-- YOUR INSTRUCTIONS --
Your task is to output the listing exactly, leaving every image out.

RAW DATA below:

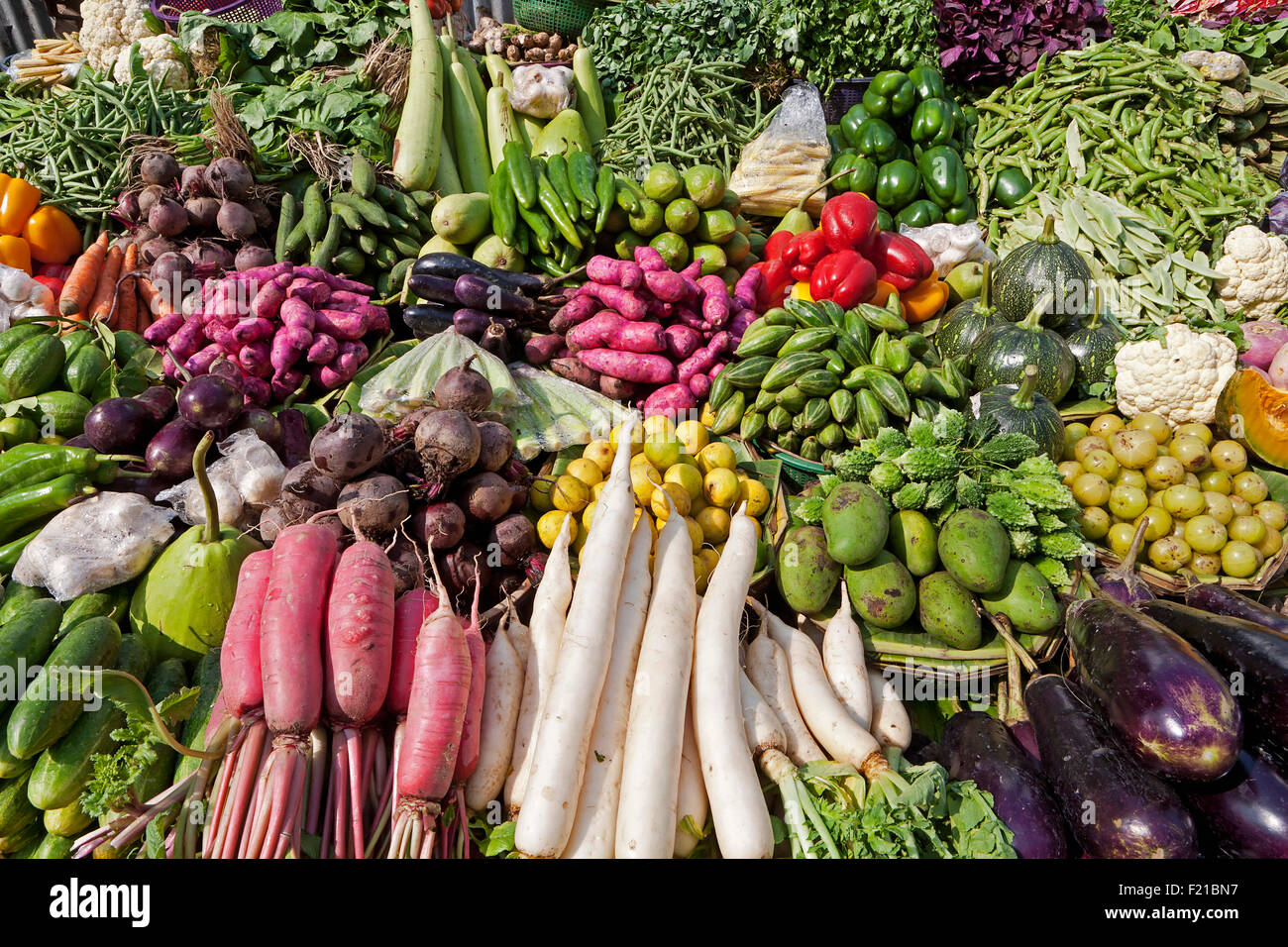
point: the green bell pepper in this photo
(932, 123)
(876, 140)
(927, 81)
(944, 176)
(890, 95)
(898, 184)
(850, 123)
(919, 214)
(1012, 187)
(962, 213)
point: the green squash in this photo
(966, 321)
(1044, 272)
(1024, 411)
(181, 604)
(1094, 347)
(1003, 352)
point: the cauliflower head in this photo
(110, 26)
(1179, 377)
(161, 60)
(1254, 265)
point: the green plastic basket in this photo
(565, 17)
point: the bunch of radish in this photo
(282, 325)
(442, 483)
(642, 333)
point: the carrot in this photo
(101, 305)
(82, 279)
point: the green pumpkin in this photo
(966, 321)
(1025, 411)
(1003, 352)
(181, 604)
(1044, 272)
(1094, 347)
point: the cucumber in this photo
(39, 720)
(26, 642)
(67, 822)
(63, 770)
(34, 367)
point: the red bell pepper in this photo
(844, 277)
(849, 221)
(774, 283)
(898, 260)
(803, 253)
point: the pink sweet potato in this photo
(630, 367)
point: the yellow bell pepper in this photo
(17, 201)
(925, 300)
(52, 236)
(16, 253)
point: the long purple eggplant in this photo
(1257, 655)
(979, 748)
(1116, 808)
(1244, 813)
(1218, 599)
(1167, 703)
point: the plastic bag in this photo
(246, 478)
(93, 545)
(787, 159)
(542, 91)
(947, 245)
(408, 382)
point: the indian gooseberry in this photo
(1154, 424)
(1274, 514)
(1250, 486)
(1205, 534)
(1229, 457)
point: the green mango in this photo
(883, 590)
(948, 612)
(974, 548)
(912, 540)
(1026, 600)
(805, 574)
(855, 522)
(181, 603)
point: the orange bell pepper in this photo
(923, 300)
(17, 201)
(52, 235)
(16, 253)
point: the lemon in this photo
(687, 476)
(720, 487)
(600, 454)
(694, 436)
(549, 526)
(662, 453)
(540, 495)
(716, 457)
(756, 497)
(570, 493)
(679, 500)
(585, 471)
(715, 525)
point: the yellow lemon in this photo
(585, 471)
(600, 454)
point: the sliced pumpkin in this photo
(1256, 415)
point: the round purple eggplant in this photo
(978, 748)
(1257, 655)
(120, 425)
(1244, 813)
(170, 450)
(1116, 808)
(210, 402)
(1168, 705)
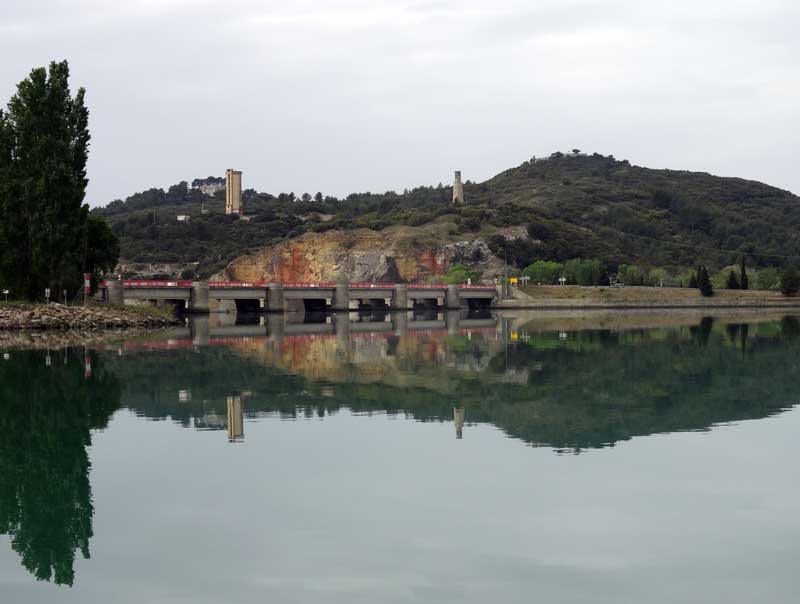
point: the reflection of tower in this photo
(235, 419)
(458, 419)
(458, 189)
(233, 192)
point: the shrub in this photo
(544, 271)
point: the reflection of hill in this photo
(410, 360)
(46, 413)
(566, 390)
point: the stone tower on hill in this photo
(233, 192)
(458, 189)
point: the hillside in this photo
(567, 206)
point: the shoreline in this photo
(564, 297)
(27, 317)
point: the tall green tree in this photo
(44, 146)
(732, 282)
(704, 281)
(790, 281)
(743, 282)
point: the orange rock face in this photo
(360, 255)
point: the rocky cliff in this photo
(362, 255)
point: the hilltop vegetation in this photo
(568, 206)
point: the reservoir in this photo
(570, 457)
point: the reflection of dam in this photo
(222, 329)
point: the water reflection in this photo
(49, 403)
(563, 387)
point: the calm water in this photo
(406, 459)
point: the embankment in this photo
(56, 317)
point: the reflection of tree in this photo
(593, 389)
(46, 413)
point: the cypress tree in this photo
(743, 283)
(704, 282)
(790, 281)
(44, 145)
(733, 282)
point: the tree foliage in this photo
(790, 281)
(704, 281)
(44, 228)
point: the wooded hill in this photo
(572, 205)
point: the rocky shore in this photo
(56, 317)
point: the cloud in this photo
(344, 95)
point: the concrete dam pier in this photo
(195, 296)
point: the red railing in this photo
(156, 283)
(324, 284)
(372, 285)
(291, 284)
(238, 283)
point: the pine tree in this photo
(44, 145)
(743, 283)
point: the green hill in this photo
(588, 206)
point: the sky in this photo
(341, 96)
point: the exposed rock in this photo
(362, 255)
(58, 317)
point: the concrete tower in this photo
(235, 419)
(458, 189)
(233, 192)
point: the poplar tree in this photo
(704, 281)
(44, 146)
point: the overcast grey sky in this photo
(354, 95)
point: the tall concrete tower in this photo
(458, 189)
(235, 419)
(233, 192)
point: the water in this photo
(606, 457)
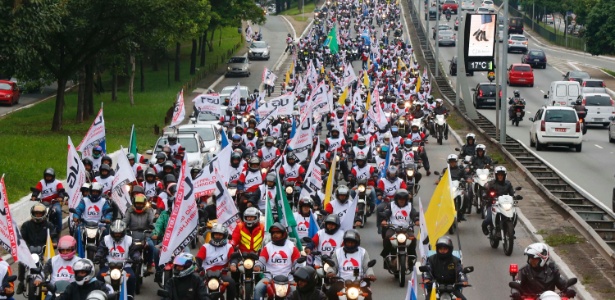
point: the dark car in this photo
(484, 94)
(577, 76)
(452, 69)
(515, 25)
(535, 58)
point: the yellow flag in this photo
(329, 189)
(441, 212)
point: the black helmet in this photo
(334, 219)
(445, 241)
(49, 172)
(352, 235)
(307, 274)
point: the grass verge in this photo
(30, 146)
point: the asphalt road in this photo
(592, 168)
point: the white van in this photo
(563, 93)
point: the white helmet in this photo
(538, 250)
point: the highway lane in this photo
(592, 168)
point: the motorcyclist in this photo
(138, 217)
(118, 247)
(445, 268)
(501, 186)
(540, 275)
(346, 258)
(185, 284)
(34, 233)
(278, 257)
(85, 282)
(398, 213)
(305, 277)
(215, 256)
(52, 193)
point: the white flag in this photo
(179, 113)
(347, 215)
(10, 238)
(284, 104)
(75, 175)
(94, 137)
(208, 103)
(184, 219)
(120, 187)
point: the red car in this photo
(520, 74)
(9, 92)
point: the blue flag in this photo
(313, 229)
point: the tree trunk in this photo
(131, 83)
(89, 88)
(204, 41)
(178, 48)
(56, 124)
(142, 74)
(193, 57)
(80, 97)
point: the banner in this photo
(120, 186)
(184, 219)
(94, 137)
(284, 104)
(10, 238)
(179, 113)
(208, 103)
(75, 177)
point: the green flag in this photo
(132, 146)
(285, 214)
(331, 41)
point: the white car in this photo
(556, 126)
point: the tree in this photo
(600, 26)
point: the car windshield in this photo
(237, 60)
(597, 101)
(560, 115)
(258, 44)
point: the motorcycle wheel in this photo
(401, 260)
(508, 239)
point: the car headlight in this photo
(115, 274)
(281, 290)
(352, 293)
(213, 284)
(248, 264)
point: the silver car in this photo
(238, 66)
(258, 50)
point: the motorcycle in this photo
(513, 269)
(503, 222)
(440, 127)
(401, 264)
(445, 291)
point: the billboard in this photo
(479, 42)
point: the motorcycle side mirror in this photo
(163, 293)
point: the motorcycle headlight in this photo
(281, 290)
(115, 274)
(248, 264)
(352, 293)
(213, 284)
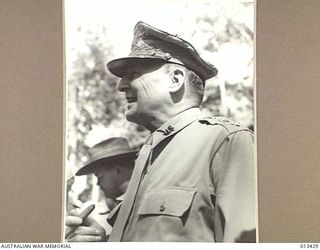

End of RAW DATA.

-- OUTPUT OF THE EXERCISE --
point: the green bell pepper in this photo
(932, 123)
(876, 140)
(927, 81)
(944, 176)
(890, 95)
(898, 184)
(850, 123)
(919, 214)
(1012, 187)
(962, 213)
point: the green squash in this photo
(966, 321)
(1044, 272)
(1024, 411)
(181, 604)
(1094, 347)
(1003, 352)
point: the cauliflower head in this photo
(110, 26)
(1179, 377)
(161, 60)
(1254, 265)
point: the green plastic basket in this photo
(565, 17)
point: the bunch of radish in this photo
(282, 325)
(442, 483)
(642, 333)
point: the carrot in this photo
(101, 305)
(82, 279)
point: the green pumpkin in this photo
(966, 321)
(1025, 411)
(1003, 352)
(181, 604)
(1044, 272)
(1094, 347)
point: the cucumber in this photo
(39, 720)
(26, 642)
(67, 822)
(63, 770)
(34, 367)
point: the red bell pepper in this photo
(844, 277)
(849, 221)
(774, 283)
(898, 260)
(803, 253)
point: the pink sweet potato in this photo
(630, 367)
point: the yellow bell pepper in this photo
(17, 201)
(925, 300)
(52, 236)
(16, 253)
point: the long purple eggplant in this photo
(1257, 655)
(979, 748)
(1116, 808)
(1244, 813)
(1218, 599)
(1167, 703)
point: the plastic bag in this photo
(246, 478)
(93, 545)
(787, 159)
(542, 91)
(947, 245)
(408, 382)
point: the indian gooseberry in this photo
(1154, 424)
(1274, 514)
(1250, 486)
(1205, 534)
(1229, 457)
point: the green mango in this photo
(883, 590)
(948, 612)
(974, 548)
(912, 540)
(1026, 600)
(805, 574)
(855, 522)
(181, 603)
point: the orange bell pepper in this photo
(923, 300)
(17, 201)
(52, 235)
(16, 253)
point: the lemon in this photo
(687, 476)
(720, 487)
(600, 454)
(694, 436)
(549, 526)
(662, 453)
(540, 495)
(716, 457)
(756, 497)
(570, 493)
(679, 500)
(585, 471)
(715, 525)
point: the yellow lemon in this photo
(585, 471)
(600, 454)
point: the sliced pumpkin in this photo
(1256, 415)
point: the round purple eggplant in this photo
(978, 748)
(1257, 655)
(120, 425)
(1244, 813)
(170, 450)
(1116, 808)
(210, 402)
(1168, 705)
point: the reflection of tower in this photo
(235, 419)
(458, 419)
(458, 189)
(233, 192)
point: the shrub in this photo
(544, 271)
point: the reflection of hill in this photo
(410, 360)
(46, 413)
(566, 390)
point: the stone tower on hill in this photo
(233, 192)
(458, 189)
point: the hillside in this photo
(567, 206)
point: the shoreline in this photo
(564, 297)
(27, 317)
point: the tall green tree in this photo
(44, 146)
(732, 282)
(704, 281)
(790, 281)
(743, 282)
point: the orange rock face in this photo
(360, 255)
point: the rocky cliff in this photo
(362, 255)
point: the hilltop vegetation in this photo
(568, 206)
point: the reservoir in this photo
(570, 457)
point: the reflection of dam in this photo
(222, 329)
point: the water reflection in this photo
(49, 403)
(563, 387)
point: the calm water in this photo
(406, 459)
point: the embankment in this photo
(56, 317)
point: the reflection of tree in this photo
(593, 389)
(46, 413)
point: the cypress tree in this photo
(743, 283)
(704, 282)
(790, 281)
(44, 145)
(733, 282)
point: the tree foliage in this photo
(790, 281)
(704, 281)
(44, 228)
point: the wooded hill in this photo
(572, 205)
point: the rocky shore in this photo
(56, 317)
point: the cloud in this photo
(344, 95)
point: the concrete dam pier in this photo
(195, 296)
point: the red railing in this photo
(156, 283)
(324, 284)
(372, 285)
(291, 284)
(238, 283)
point: the pine tree in this photo
(44, 145)
(743, 283)
point: the green hill in this photo
(588, 206)
point: the sky in this photo
(341, 96)
point: the exposed rock in this photo
(362, 255)
(58, 317)
point: the concrete tower in this photo
(235, 419)
(458, 189)
(233, 192)
point: the poplar tree in this photo
(704, 281)
(44, 146)
point: the overcast grey sky in this photo
(354, 95)
point: the tall concrete tower in this photo
(458, 189)
(235, 419)
(233, 192)
point: the water in this photo
(606, 457)
point: the dark car in this photo
(484, 94)
(577, 76)
(452, 69)
(515, 25)
(535, 58)
point: the yellow flag in this photo
(329, 189)
(441, 212)
point: the black helmet in this photo
(334, 219)
(445, 241)
(49, 172)
(352, 235)
(307, 274)
point: the grass verge in this photo
(30, 146)
point: the asphalt road in this photo
(592, 168)
point: the white van in this photo
(563, 93)
point: the white helmet in this photo
(538, 250)
point: the highway lane in this photo
(592, 168)
point: the motorcyclist in this photo
(138, 217)
(118, 247)
(445, 268)
(501, 186)
(540, 275)
(346, 258)
(185, 284)
(34, 233)
(278, 257)
(85, 282)
(398, 213)
(305, 277)
(215, 256)
(52, 193)
point: the white flag in this photo
(179, 113)
(347, 215)
(10, 238)
(284, 104)
(75, 175)
(94, 137)
(208, 103)
(184, 219)
(120, 187)
point: the red car in this photo
(520, 74)
(9, 92)
point: the blue flag in this photo
(313, 229)
point: the tree trunk in this photo
(131, 83)
(89, 88)
(204, 41)
(178, 48)
(56, 124)
(142, 74)
(193, 57)
(80, 97)
point: the banner in this photo
(120, 186)
(184, 219)
(94, 137)
(284, 104)
(10, 238)
(179, 113)
(208, 103)
(75, 177)
point: the green flag in this photo
(132, 146)
(285, 214)
(331, 41)
point: the white car in this photo
(556, 126)
point: the tree in this photo
(600, 26)
point: the car windshield in this photo
(237, 60)
(597, 101)
(560, 115)
(258, 44)
point: the motorcycle wheel in this photo
(401, 260)
(508, 239)
point: the car headlight in this photo
(115, 274)
(281, 290)
(352, 293)
(213, 284)
(248, 264)
point: the silver car in this photo
(238, 66)
(258, 50)
point: the motorcycle in this photo
(513, 269)
(503, 222)
(440, 127)
(401, 264)
(445, 291)
point: the billboard in this photo
(479, 42)
point: the motorcycle side mirror in this photo
(163, 293)
point: the motorcycle headlight in this photo
(281, 290)
(115, 274)
(248, 264)
(352, 293)
(213, 284)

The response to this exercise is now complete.